(MATERIAL PROVIDED)
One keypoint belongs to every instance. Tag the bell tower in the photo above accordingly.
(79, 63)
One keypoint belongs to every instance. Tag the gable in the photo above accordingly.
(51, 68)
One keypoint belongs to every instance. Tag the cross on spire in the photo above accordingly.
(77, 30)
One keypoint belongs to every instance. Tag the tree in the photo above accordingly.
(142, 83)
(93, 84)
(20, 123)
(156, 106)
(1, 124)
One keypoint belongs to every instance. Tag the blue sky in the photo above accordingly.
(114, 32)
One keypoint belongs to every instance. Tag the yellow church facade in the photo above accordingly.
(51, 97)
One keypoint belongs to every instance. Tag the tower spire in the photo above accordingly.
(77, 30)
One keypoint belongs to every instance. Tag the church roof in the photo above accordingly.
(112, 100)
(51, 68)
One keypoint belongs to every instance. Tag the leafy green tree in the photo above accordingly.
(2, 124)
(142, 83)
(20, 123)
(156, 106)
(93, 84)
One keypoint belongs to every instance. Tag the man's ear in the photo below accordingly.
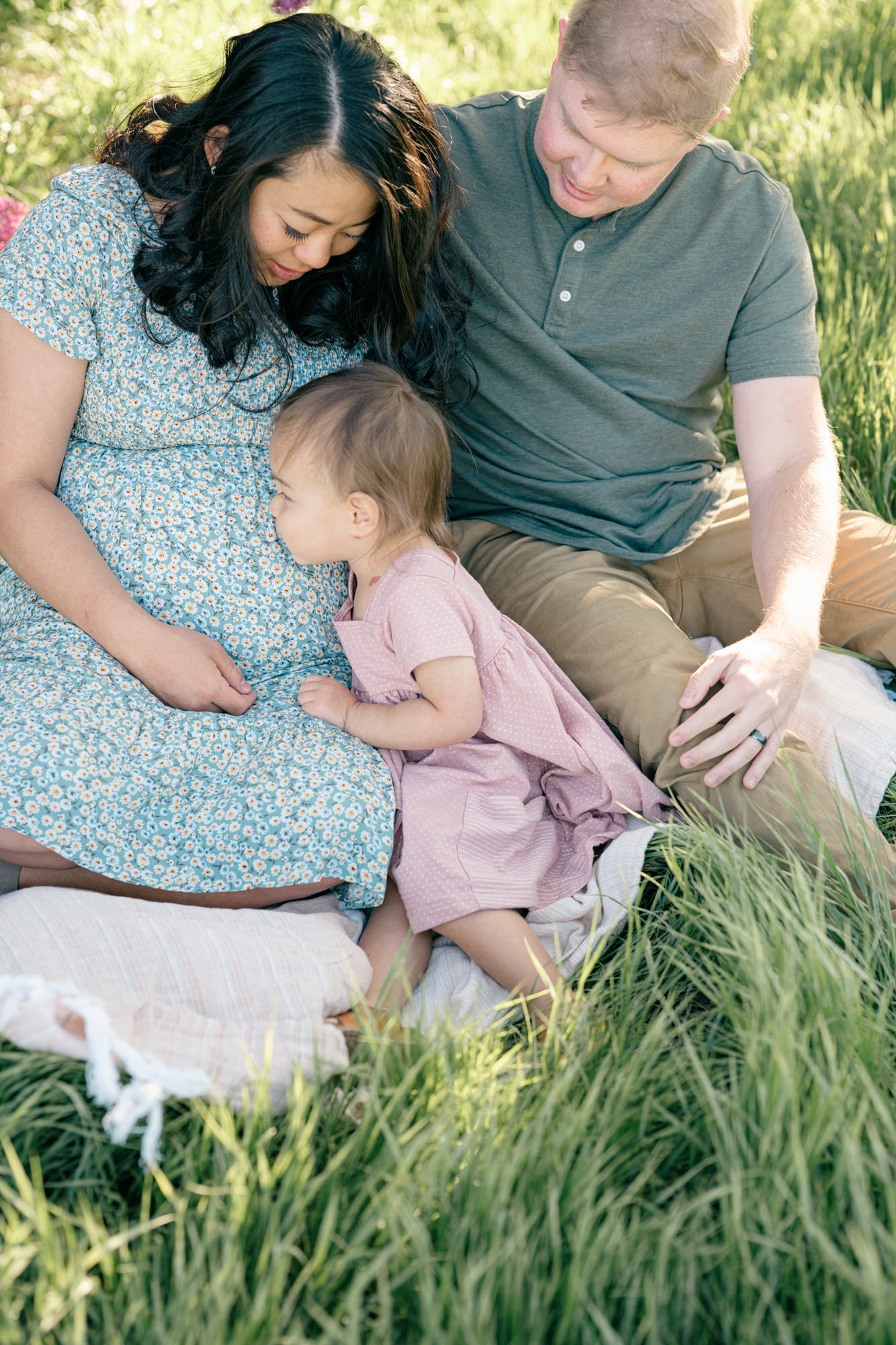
(364, 516)
(216, 141)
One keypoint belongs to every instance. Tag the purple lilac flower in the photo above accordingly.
(11, 216)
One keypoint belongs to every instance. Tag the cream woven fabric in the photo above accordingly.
(197, 1001)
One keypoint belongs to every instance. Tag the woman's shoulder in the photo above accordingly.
(99, 197)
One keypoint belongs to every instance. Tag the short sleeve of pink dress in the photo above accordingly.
(514, 816)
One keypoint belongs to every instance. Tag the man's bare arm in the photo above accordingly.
(790, 467)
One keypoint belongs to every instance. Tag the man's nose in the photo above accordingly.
(591, 173)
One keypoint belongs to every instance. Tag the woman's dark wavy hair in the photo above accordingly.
(306, 84)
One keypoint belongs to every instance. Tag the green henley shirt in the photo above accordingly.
(600, 345)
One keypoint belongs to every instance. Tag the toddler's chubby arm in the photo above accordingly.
(448, 709)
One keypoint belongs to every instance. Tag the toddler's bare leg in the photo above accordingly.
(386, 935)
(505, 948)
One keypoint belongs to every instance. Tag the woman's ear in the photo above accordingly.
(216, 141)
(364, 516)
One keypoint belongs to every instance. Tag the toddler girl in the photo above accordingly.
(506, 779)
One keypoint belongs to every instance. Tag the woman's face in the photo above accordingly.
(321, 209)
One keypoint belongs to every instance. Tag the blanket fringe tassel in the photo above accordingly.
(151, 1081)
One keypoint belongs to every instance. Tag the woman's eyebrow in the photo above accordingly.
(319, 220)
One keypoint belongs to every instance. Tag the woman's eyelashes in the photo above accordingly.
(294, 233)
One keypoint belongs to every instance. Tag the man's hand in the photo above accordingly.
(326, 700)
(762, 680)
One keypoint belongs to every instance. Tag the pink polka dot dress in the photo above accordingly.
(513, 817)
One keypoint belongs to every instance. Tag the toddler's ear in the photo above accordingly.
(364, 514)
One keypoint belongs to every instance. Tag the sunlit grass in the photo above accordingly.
(715, 1165)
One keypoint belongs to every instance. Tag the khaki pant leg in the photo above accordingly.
(615, 634)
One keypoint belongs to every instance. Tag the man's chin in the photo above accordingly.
(581, 209)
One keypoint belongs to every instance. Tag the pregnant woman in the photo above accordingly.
(154, 631)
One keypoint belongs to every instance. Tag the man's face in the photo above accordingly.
(594, 162)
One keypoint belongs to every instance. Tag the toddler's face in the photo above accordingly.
(311, 520)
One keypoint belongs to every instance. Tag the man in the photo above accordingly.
(624, 263)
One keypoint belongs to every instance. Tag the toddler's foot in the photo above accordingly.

(WORK INSTRUCTION) Every record gets retyped exactly; no picture goes into the copy.

(COMPLETED TASK)
One keypoint belongs to every instance. Tag the bell tower in the photo above accordingly.
(79, 63)
One keypoint belongs to every instance. Tag the gable in the photo above accordingly.
(51, 68)
One keypoint belongs to every instance. Tag the cross on spire in the photo above accordingly.
(77, 30)
One keypoint belongs to every instance. Tag the tree in the photo above accordingly.
(142, 83)
(93, 84)
(20, 123)
(156, 106)
(1, 124)
One keypoint belongs to every instance. Tag the blue sky in the photo above accordingly.
(114, 32)
One keypoint belongs to every instance. Tag the yellow church facade in the photo above accordingly.
(51, 97)
One keypoint belongs to every instance. Tag the tower spire in the photo above accordingly.
(77, 30)
One keypoint belongs to every instance. Tag the church roof in the photo above accordingly.
(112, 100)
(51, 68)
One keypoint belongs to every instance. Tag the leafy green tree in the photo above accordingly.
(2, 124)
(142, 83)
(20, 123)
(156, 106)
(93, 84)
One keypoint belongs to every instance. Tag the man's ear in the photo below accordingly.
(364, 516)
(216, 141)
One keypoint belongs to every instance. Tag the purple lilac flower in the photo above accordingly.
(11, 216)
One keypoint belongs to every instance. Tag the cream woven fabric in the photo above accordingly.
(197, 1001)
One keypoint belongs to every instance. Tag the woman's shoulder in the photo above accordingly.
(99, 197)
One keypoint belongs to every instance. Tag the short sleeve of pink dress in the photo above accordingly.
(514, 816)
One keypoint belongs to every instance. Tag the man's bare arm in the photo above accordingly.
(790, 467)
One keypoint belongs to every instance. Tag the man's nose in the photo above accordingly.
(591, 173)
One keypoint belongs to every instance. Tag the woman's dark wavy hair in the photo above accordingly.
(306, 84)
One keypoint belongs to every instance. Tag the green henley shirt in the photo above accordingly.
(600, 345)
One keypoint belongs to every instance. Tag the toddler's chubby arm in the photo above accordingly.
(448, 709)
One keypoint belongs to every instance. Tag the toddler's bare leg in the photo above accordingly.
(386, 935)
(505, 948)
One keypoint belongs to every instance. Tag the woman's ear in the photo above accordingly.
(216, 141)
(364, 516)
One keypoint belongs to every instance. Tag the toddler girl in the photo above accordingly.
(506, 779)
One keypoint belongs to every instance. Tag the woman's face in the photo above accordingly.
(321, 209)
One keypoint belongs to every instance. Tag the blanket fringe tassel in the photo above accordingly.
(151, 1081)
One keypoint belongs to every instance. Tag the woman's eyebrow in the photo above accordingly.
(319, 220)
One keypoint belongs to every instance. Tag the woman's eyelashes in the photo above accordingly.
(294, 233)
One keypoint belongs to every instance. Tag the man's hand in the photo above accordingly.
(326, 700)
(762, 680)
One keypoint belongs to every instance. Tag the pink polka dot dress in the photo above accordingly.
(513, 817)
One keypoint belongs to every instance. Tag the toddler's ear in the photo above accordingly.
(364, 514)
One keypoint belongs to every instance. Tag the sunlit grass in the photo above accordingly.
(715, 1165)
One keypoint belongs to every instance. Tag the khaki pant leg in the photo above accordingly.
(615, 634)
One keypoint belongs to every instance. Tag the man's chin in the photo above accordingly.
(581, 209)
One keypoint belongs to every instance. Tag the pregnant woman in the photo above accordingly.
(154, 631)
One keypoint belongs to every instance. Tag the man's face in the photo above accordingly.
(594, 162)
One keypoint belongs to every instance. Tag the toddler's face in the photo above accordingly.
(311, 520)
One keypoint belongs to every instance. Tag the man in the photo above accordingly.
(624, 263)
One keypoint belongs to every instance. Tag the toddler's foot in the photo above accordingly.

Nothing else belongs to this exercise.